Da qui è emerso come diversi soggetti vicini agli ambienti della ‘ndrangheta piemontese e ai limiti dell’intraneità nella stessa nonché di un esponente di rilievo del citato sodalizio criminale, già condannato per mafia e oggi deceduto.

Il ruolo dei ‘colletti bianchi’

Gli indagati avvalendosi anche della fattiva collaborazione di “colletti bianchi”, avrebbero posto in essere le  condotte delittuose e i finanzieri hanno ricostruito diverse ipotesi di intestazioni fittizie di aziende, effettuate con l’aggravante di agevolare l’associazione mafiosa ‘ndranghetista operante in Piemonte. Tali operazioni sarebbero state effettuate con la complicità di più soggetti e con l’ausilio di liberi professionisti, ricorrendo a prestanome per celare il vero dominus delle imprese, il quale avrebbe agito al fine di agevolare l’associazione ‘ndranghetista cui era organico ed eludere le disposizioni in materia di misure di prevenzione patrimoniali, essendo egli stato destinatario di una condanna definitiva per associazione di tipo mafioso.

Truffe nel periodo della pandemia

Alcune delle società sarebbero state anche utilizzate per la commissione di truffe aggravate per il conseguimento di erogazioni pubbliche nel periodo pandemico. I personaggi coinvolti, infatti, mediante artifizi e raggiri, sarebbero riusciti a ottenere in maniera fraudolenta finanziamenti a fondo perduto e garanzie statali per la percezione di finanziamenti bancari, ai sensi della vigente normativa emergenziale. Tali operazioni illecite avrebbero avuto, a fattor comune, l’obiettivo di far ottenere i “sostegni” finanziari pubblici al soggetto ritenuto elemento di spicco della ‘ndrangheta piemontese sottoposto alle indagini, cui egli non avrebbe potuto avere accesso in ragione della condanna riportata.

Alcune delle truffe sarebbero state commesse con il fattivo contributo di un “colletto bianco” (destinatario della misura dell’obbligo di dimora), dipendente di un locale ente territoriale, risultato avere – per quanto emerso nel corso delle investigazioni – assidui contatti con personaggi vicini al mondo ‘ndranghetista e in grado di riconoscerne l’appartenenza o la contiguità allo stesso.

L’estorsione al mercato ortofrutticolo di Grugliasco

Emblematico, ai fini della descrizione del modus operandi dei soggetti coinvolti nelle indagini in argomento, è apparso il vero e proprio atto “predatorio” commesso (in ipotesi d’accusa) all’interno del mercato ortofrutticolo di Grugliasco (To), consistente nell’estorsione aggravata dal metodo mafioso, posta in essere nei confronti del titolare di uno stand, attraverso la quale gli indagati sono riusciti ad acquisire, senza alcun corrispettivo, un’ulteriore attività economica nel Centro Agroalimentare torinese. In tal modo essi hanno potuto eliminare un concorrente e rafforzare la propria posizione commerciale nel mercato, grazie all’aumento degli spazi controllati.

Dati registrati
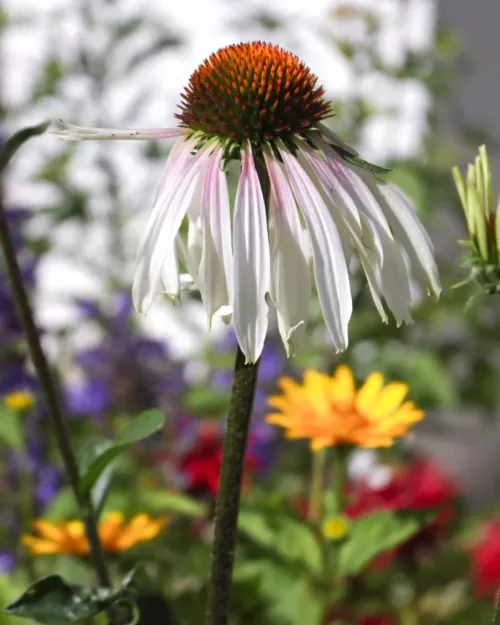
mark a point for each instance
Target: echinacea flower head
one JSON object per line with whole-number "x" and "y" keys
{"x": 330, "y": 411}
{"x": 303, "y": 199}
{"x": 115, "y": 534}
{"x": 476, "y": 193}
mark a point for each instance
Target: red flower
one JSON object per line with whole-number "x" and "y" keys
{"x": 486, "y": 559}
{"x": 418, "y": 486}
{"x": 202, "y": 463}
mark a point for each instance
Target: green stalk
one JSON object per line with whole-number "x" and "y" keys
{"x": 51, "y": 398}
{"x": 317, "y": 484}
{"x": 228, "y": 498}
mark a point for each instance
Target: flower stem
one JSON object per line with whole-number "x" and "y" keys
{"x": 317, "y": 484}
{"x": 51, "y": 397}
{"x": 228, "y": 498}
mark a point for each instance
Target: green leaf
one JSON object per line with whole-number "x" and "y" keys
{"x": 13, "y": 144}
{"x": 374, "y": 534}
{"x": 62, "y": 506}
{"x": 10, "y": 429}
{"x": 168, "y": 501}
{"x": 206, "y": 399}
{"x": 141, "y": 427}
{"x": 359, "y": 162}
{"x": 51, "y": 600}
{"x": 288, "y": 539}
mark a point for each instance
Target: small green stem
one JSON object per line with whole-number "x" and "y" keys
{"x": 51, "y": 397}
{"x": 228, "y": 498}
{"x": 339, "y": 477}
{"x": 317, "y": 484}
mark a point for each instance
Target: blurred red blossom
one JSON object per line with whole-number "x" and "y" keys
{"x": 486, "y": 559}
{"x": 420, "y": 485}
{"x": 202, "y": 463}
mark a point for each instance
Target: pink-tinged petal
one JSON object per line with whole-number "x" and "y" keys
{"x": 342, "y": 205}
{"x": 170, "y": 275}
{"x": 162, "y": 229}
{"x": 290, "y": 279}
{"x": 251, "y": 261}
{"x": 178, "y": 160}
{"x": 220, "y": 220}
{"x": 407, "y": 227}
{"x": 330, "y": 269}
{"x": 385, "y": 253}
{"x": 71, "y": 132}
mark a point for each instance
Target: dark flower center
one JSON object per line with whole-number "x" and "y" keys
{"x": 252, "y": 91}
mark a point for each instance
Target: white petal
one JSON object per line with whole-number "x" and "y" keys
{"x": 330, "y": 269}
{"x": 162, "y": 229}
{"x": 393, "y": 274}
{"x": 412, "y": 234}
{"x": 179, "y": 158}
{"x": 220, "y": 219}
{"x": 170, "y": 275}
{"x": 343, "y": 206}
{"x": 71, "y": 132}
{"x": 290, "y": 279}
{"x": 251, "y": 261}
{"x": 212, "y": 272}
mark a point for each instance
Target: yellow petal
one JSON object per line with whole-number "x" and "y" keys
{"x": 317, "y": 444}
{"x": 49, "y": 530}
{"x": 389, "y": 400}
{"x": 343, "y": 387}
{"x": 40, "y": 547}
{"x": 75, "y": 529}
{"x": 369, "y": 392}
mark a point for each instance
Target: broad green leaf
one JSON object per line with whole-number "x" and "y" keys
{"x": 374, "y": 534}
{"x": 169, "y": 501}
{"x": 141, "y": 427}
{"x": 13, "y": 144}
{"x": 288, "y": 539}
{"x": 10, "y": 429}
{"x": 51, "y": 600}
{"x": 62, "y": 506}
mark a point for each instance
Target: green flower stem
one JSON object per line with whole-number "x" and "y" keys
{"x": 339, "y": 476}
{"x": 317, "y": 484}
{"x": 51, "y": 398}
{"x": 228, "y": 498}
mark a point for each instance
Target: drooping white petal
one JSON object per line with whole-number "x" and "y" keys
{"x": 290, "y": 279}
{"x": 216, "y": 240}
{"x": 344, "y": 211}
{"x": 220, "y": 220}
{"x": 163, "y": 227}
{"x": 251, "y": 261}
{"x": 394, "y": 280}
{"x": 408, "y": 229}
{"x": 330, "y": 269}
{"x": 71, "y": 132}
{"x": 178, "y": 160}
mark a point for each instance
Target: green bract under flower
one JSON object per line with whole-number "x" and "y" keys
{"x": 483, "y": 222}
{"x": 252, "y": 91}
{"x": 304, "y": 202}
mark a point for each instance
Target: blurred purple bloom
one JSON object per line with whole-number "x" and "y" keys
{"x": 125, "y": 371}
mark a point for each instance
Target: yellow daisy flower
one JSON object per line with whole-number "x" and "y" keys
{"x": 19, "y": 400}
{"x": 329, "y": 410}
{"x": 69, "y": 537}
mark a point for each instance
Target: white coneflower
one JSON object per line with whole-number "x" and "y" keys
{"x": 300, "y": 188}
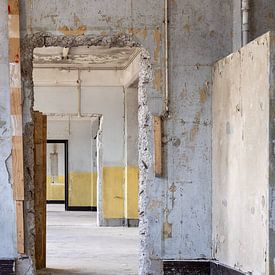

> [Compito assegnato A]
Nel brano sulla 'ndrangheta piemontese, in quale mercato sarebbe avvenuta l'estorsione aggravata dal metodo mafioso?
> [Compito assegnato B]
Ripeti dal brano sulla 'ndrangheta piemontese tutto il testo che va da "L’estorsione al mercato" giù fino a "degli spazi controllati.".

> [Risposta A]
Nel mercato ortofrutticolo di Grugliasco (To).

> [Risposta B]
L’estorsione al mercato ortofrutticolo di Grugliasco

Emblematico, ai fini della descrizione del modus operandi dei soggetti coinvolti nelle indagini in argomento, è apparso il vero e proprio atto “predatorio” commesso (in ipotesi d’accusa) all’interno del mercato ortofrutticolo di Grugliasco (To), consistente nell’estorsione aggravata dal metodo mafioso, posta in essere nei confronti del titolare di uno stand, attraverso la quale gli indagati sono riusciti ad acquisire, senza alcun corrispettivo, un’ulteriore attività economica nel Centro Agroalimentare torinese. In tal modo essi hanno potuto eliminare un concorrente e rafforzare la propria posizione commerciale nel mercato, grazie all’aumento degli spazi controllati.